• _SELECTION_
Fun fact: The actress who plays Tina (Liza Colón-Zayas) is actually married to the actor who plays Angel in Dexter (David Zayas) 🥰 And also she won an Emmy for this season and a well deserved one! Her episode is AMAZING ❤
Close... Liza Colón-Zayas just won her Emmy for last season (S2). The window for Emmy eligibility runs from June 1st-May 31st, and since The Bear is always released in June at the very start of the eligibility window, they have to wait more than year for Emmy nominations for whatever the current season is. The next Primetime Emmy ceremony will be held in September 2025, and that's when S3 of The Bear will be eligible for award consideration.
I’m so excited to see y’all watch the rest of this season!! I’m obsessed with this show atm and love hearing what y’all think about the story/characters!! 🫶
I loved this episode so much omg the dialogue was minimalistic… almost non-existent, and yet it was another masterclass in an episode of television. Consistency and excellence is key. This episode was executed with utmost perfection. It passed by so smoothly but left me with a very sinking feeling. The quality is still there, and the callbacks are making things make so much more sense. And it all leads back to here: Tomorrow. This felt almost illegal to watch because of how personal and intimate it was. It felt like I was looking through a window of someone’s life (Carmy’s) and intruding on it. It was so needed after all the chaos from the season 2 finale, though, because we needed a breather. Onto the ‘Next’ one! (See what I did there? 🙈) Love you guys ❤️
Also just watching the intro now and gotta say: find you someone who looks at you the way Nikki and Steven look at each other (when the other person is talking). It's very endearing how much you guys clearly love one another.

• _PROVIDED DATA_
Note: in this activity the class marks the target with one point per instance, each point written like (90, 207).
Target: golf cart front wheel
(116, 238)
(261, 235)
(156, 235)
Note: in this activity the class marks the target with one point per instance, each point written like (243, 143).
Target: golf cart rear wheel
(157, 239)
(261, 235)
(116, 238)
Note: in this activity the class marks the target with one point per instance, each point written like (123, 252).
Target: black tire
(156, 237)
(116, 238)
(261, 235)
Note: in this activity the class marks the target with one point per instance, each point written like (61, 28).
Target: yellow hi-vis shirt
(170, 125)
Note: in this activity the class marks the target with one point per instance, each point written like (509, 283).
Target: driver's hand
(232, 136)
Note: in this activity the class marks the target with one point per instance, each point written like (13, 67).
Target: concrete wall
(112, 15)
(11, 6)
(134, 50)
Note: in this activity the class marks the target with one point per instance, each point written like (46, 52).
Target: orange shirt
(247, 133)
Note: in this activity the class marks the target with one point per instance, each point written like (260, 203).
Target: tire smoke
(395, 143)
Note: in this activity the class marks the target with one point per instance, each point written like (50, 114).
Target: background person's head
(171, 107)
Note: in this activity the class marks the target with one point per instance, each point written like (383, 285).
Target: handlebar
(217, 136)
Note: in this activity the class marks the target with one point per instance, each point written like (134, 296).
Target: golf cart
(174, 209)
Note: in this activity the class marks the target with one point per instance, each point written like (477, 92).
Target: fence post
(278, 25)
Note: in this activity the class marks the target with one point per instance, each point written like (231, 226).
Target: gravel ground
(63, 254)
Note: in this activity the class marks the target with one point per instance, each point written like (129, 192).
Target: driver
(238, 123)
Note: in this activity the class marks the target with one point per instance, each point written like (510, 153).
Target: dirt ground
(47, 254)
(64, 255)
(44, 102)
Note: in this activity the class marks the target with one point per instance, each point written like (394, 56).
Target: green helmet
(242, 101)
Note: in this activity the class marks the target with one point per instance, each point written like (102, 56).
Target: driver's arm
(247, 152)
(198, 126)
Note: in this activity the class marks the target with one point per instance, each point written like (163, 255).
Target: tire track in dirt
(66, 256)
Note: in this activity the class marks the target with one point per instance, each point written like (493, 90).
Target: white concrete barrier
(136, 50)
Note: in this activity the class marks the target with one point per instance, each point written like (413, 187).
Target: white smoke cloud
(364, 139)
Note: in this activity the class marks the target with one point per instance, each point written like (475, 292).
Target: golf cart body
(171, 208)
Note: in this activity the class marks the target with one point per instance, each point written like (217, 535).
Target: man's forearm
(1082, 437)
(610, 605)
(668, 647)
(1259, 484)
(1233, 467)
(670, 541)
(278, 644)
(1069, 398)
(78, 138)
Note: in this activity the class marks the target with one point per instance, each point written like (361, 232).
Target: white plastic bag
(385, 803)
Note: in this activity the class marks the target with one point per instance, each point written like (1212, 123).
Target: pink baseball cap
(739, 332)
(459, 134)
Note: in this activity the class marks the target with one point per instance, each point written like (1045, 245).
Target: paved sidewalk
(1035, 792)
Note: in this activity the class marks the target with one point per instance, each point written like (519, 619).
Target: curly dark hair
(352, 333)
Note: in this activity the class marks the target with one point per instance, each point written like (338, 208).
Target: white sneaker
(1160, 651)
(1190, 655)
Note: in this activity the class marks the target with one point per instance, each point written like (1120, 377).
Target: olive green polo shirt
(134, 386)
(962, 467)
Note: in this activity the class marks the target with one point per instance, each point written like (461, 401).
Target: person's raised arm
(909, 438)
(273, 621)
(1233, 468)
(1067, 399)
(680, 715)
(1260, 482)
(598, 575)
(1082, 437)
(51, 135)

• _WORK TO DO_
Repeat the stretch of the comments about The Bear from "Fun fact: The" through "for award consideration." word for word.

• _FULL OUTPUT_
Fun fact: The actress who plays Tina (Liza Colón-Zayas) is actually married to the actor who plays Angel in Dexter (David Zayas) 🥰 And also she won an Emmy for this season and a well deserved one! Her episode is AMAZING ❤
Close... Liza Colón-Zayas just won her Emmy for last season (S2). The window for Emmy eligibility runs from June 1st-May 31st, and since The Bear is always released in June at the very start of the eligibility window, they have to wait more than year for Emmy nominations for whatever the current season is. The next Primetime Emmy ceremony will be held in September 2025, and that's when S3 of The Bear will be eligible for award consideration.